> **Source excerpt**:
— Start —
Yeah, it's educating your fellow executives, you know, on the C suite Mark, on on the first principles, the mental models, the things to think about, because those are by their very nature, partnerships community, they don't flow through an operating model the same way. Right. So demand gen. I mean, you can talk about demand gen versus, like demand creation, right like so Chris Walker refine, like he's blows up on LinkedIn all the time talking about these two concepts. And he has a pretty good point is that a lot of marketing companies spend a lot of money on demand gen, which was actually demand capture, not demand creation, right. I saw a post from a fellow HubSpot earlier day, they were talking about peak Buddha, where he was talking about this exact same concept. And how much of a shift it is to go, oh, I need to do demand creation, not demand, capture, these are entirely separate things. And then you throw partnerships into it. Well, that just made my model break more, then you throw community into it. Now, what the hell are you talking about? How am I What's the ROI, the throughput, what's the you all operating models I've ever seen Mark have a and b. Right, A and B, it's like A plus B equals C A plus B equals C, there's this other Delta with God, Isaac,

Isaac Morehouse  20:56

I know this one, I here's my I have a theory I'm developing, I almost I think in marketing, this, you're gonna love this. I think events are the bridge. I think events are the bridge to to connect those and help define, and systematize, those more nebulous motions of partner lead and community lead, especially in the digital era, because what you can do, and I know, because I've been through the the demos on air meet, if we start to treat a virtual experience, or remote experience, like a unique thing, instead of just kind of like, okay, let's take the things that we already know, and slap them on a camera, you get to have the benefits, you get to tap into the data, and the measure ability that content marketing has become so effective with over the years. So you get stuff that like do you think about events typically in person, right? It's like, hey, we go there, we know we're gonna have good conversations, we're gonna get our brand out there. And we don't know exactly how to measure it. But we know that there's now you start to look at things you can look at, hey, we had a virtual room. And when we had this banner up, people stayed for five minutes, when we had this banner up, they stayed for two minutes, right, you can start to tailor these, these virtual experiences and get the data and get the measure ability. And I think events is like a really easy, you can see it it maps on and you can see as we get better and better at creating these virtual experiences and getting the ROI. It's much easier to capture that events sort of are a key component of community, they happen in communities, they create communities after the events, right partners, events are one of the easiest things to partner on. So you start to those start to become easier to do if you start with events because there's it's the I think it's the easiest one to measure right now.
— End —
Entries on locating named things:
— Start —
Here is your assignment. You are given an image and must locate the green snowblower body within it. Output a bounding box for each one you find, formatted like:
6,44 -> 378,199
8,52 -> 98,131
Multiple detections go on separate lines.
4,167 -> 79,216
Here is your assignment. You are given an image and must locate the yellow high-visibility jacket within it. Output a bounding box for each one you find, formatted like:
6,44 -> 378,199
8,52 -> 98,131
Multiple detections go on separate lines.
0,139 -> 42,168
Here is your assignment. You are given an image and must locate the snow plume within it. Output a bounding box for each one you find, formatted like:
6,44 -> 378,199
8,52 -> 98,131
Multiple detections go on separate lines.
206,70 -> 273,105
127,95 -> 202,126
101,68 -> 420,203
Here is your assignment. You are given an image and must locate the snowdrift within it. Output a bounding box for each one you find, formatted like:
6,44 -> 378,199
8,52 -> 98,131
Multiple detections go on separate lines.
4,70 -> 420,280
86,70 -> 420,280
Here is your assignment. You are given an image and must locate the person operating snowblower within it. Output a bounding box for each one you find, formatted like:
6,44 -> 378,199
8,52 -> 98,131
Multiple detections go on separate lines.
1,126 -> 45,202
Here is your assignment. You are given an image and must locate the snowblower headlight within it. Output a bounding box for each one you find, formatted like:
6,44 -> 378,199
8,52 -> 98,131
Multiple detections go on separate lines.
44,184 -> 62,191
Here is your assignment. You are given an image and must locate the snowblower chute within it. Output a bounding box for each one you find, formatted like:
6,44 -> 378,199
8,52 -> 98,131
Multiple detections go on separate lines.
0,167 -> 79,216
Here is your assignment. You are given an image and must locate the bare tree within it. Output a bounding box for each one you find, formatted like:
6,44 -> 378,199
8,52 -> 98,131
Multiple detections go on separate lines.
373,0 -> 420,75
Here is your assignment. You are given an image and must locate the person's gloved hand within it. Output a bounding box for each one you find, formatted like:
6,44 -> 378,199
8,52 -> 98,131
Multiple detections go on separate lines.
— End —
> **What to work on**:
- a) Answer these questions about the transcript excerpt:
(i) According to Chris Walker's point, what was much of the money marketing companies spend on demand gen actually spent on?
(ii) What does Isaac Morehouse say are the bridge?
(iii) In the virtual room example, how long did people stay with each banner up?
- b) Which lines of the records contain the string "person"? Pick them out and copy each one in full, treating case as significant.
These records bear no relation to the transcript excerpt.

> **Solutions to the problems**:
- a)
(i) Demand capture, not demand creation.
(ii) Events.
(iii) Five minutes with one banner and two minutes with the other.

- b)
Here is your assignment. You are given an image and must locate the person operating snowblower within it. Output a bounding box for each one you find, formatted like:
Here is your assignment. You are given an image and must locate the person's gloved hand within it. Output a bounding box for each one you find, formatted like:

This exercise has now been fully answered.